WORK INSTRUCTIONS: Rewrite the lines from the one containing "Q: For every instance of the wet" through the last line, inclusive, offsetting every coordinate in the answers by 115. Leave all other lines unchanged.

Coordinate labeling data:
══════════
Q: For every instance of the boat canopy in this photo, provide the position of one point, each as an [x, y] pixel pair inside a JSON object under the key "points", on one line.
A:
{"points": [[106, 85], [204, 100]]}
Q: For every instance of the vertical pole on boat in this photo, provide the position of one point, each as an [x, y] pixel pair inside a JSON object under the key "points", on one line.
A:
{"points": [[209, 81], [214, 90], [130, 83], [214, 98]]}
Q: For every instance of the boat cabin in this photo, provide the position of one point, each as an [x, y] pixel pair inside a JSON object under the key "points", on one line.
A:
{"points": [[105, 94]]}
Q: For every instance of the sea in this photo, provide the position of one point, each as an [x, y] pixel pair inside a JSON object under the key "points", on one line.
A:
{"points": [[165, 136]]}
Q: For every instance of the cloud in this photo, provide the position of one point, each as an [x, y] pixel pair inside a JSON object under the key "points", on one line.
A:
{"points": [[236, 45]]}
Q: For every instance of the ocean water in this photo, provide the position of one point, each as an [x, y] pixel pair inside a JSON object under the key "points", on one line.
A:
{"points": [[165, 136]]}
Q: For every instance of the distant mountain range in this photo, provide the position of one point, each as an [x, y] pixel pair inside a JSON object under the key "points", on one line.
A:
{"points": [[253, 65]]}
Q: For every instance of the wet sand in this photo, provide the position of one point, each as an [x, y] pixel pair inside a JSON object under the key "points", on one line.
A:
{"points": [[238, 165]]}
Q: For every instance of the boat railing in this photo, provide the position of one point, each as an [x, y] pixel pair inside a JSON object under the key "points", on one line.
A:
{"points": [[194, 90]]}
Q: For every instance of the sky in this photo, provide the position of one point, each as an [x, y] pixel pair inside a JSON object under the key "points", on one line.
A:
══════════
CORRECT ANSWER:
Q: For every instance of the wet sand in this photo, provide the position of one point, each as an [x, y] pixel pair inside a JSON object under the key "points", on one line.
A:
{"points": [[353, 280]]}
Q: For every instance of the boat railing in this photo, provide the position of one point, each as an [x, y] pixel pair inside a JSON object under the key "points", on one line.
A:
{"points": [[309, 205]]}
Q: For every instance of the sky in this photo, provide the position of one point, each as an [x, y] pixel pair inside a JSON object under the key "points", on one line.
A:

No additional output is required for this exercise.